Request => Recast the data lines starting at the line containing "of the blue" and ending at the line containing "238L536 267L560 263L598" as a JSON list of strings, with one string per line. Leave out any blank lines.

Data entries =>
>>>>
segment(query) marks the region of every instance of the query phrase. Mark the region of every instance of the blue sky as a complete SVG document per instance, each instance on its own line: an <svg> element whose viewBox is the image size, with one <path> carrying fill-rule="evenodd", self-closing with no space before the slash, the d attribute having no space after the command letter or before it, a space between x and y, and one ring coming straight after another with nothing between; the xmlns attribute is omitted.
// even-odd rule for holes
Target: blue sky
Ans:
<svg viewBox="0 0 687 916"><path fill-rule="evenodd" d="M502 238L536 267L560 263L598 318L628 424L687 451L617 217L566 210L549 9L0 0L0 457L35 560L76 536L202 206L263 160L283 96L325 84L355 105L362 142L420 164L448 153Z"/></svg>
<<<<
>>>>
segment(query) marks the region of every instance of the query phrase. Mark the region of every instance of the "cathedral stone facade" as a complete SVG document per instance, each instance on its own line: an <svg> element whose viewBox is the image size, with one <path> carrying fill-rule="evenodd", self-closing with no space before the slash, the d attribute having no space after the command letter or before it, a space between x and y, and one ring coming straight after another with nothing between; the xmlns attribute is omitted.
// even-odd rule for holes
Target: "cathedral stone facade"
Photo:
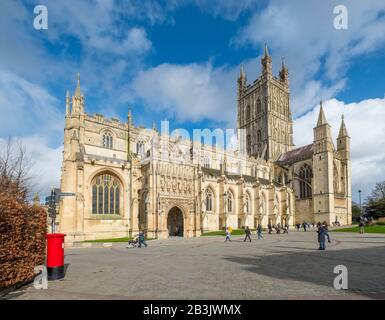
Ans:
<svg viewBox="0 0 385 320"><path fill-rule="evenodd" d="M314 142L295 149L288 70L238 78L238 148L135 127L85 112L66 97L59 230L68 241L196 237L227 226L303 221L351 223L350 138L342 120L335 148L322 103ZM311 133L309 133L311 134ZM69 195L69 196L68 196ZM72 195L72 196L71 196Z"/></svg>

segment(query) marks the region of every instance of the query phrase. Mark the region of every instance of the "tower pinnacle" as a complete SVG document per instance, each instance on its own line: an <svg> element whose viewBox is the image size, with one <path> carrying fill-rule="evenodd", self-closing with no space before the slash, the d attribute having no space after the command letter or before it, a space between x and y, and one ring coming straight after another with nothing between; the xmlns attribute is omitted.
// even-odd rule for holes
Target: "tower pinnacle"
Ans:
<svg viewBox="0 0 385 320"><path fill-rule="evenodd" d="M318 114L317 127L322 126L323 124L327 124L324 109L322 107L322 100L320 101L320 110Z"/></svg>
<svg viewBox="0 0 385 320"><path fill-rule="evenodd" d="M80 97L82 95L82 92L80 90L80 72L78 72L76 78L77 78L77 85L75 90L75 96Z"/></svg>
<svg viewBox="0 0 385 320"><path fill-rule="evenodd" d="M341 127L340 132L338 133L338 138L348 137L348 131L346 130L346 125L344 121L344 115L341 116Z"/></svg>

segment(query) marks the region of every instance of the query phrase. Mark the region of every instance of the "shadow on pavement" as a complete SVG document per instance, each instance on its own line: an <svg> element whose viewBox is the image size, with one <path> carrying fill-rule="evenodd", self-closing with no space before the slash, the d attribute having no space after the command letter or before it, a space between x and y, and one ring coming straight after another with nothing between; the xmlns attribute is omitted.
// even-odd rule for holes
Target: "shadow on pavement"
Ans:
<<<<
Expected answer =>
[
  "segment(query) marks the region of every instance of the query phrase. Mark the region of every instance of the blue sky as a complete SVG document per instance, each instance on its own line: an <svg> element whose viewBox is the image size, with one <path> carrying fill-rule=\"evenodd\", self-closing with no space before the slash, the d attribute having no space after the command letter or before it, a space between x and y, and one ring coming straight after another with nothing between; the xmlns attribute is omitted.",
  "// even-odd rule for holes",
  "Target: blue sky",
  "Ans:",
  "<svg viewBox=\"0 0 687 916\"><path fill-rule=\"evenodd\" d=\"M502 238L536 267L560 263L598 318L628 424L687 451L617 217L566 210L549 9L0 0L0 457L35 560L76 536L202 206L263 160L283 96L325 84L355 105L362 142L420 164L448 153Z\"/></svg>"
]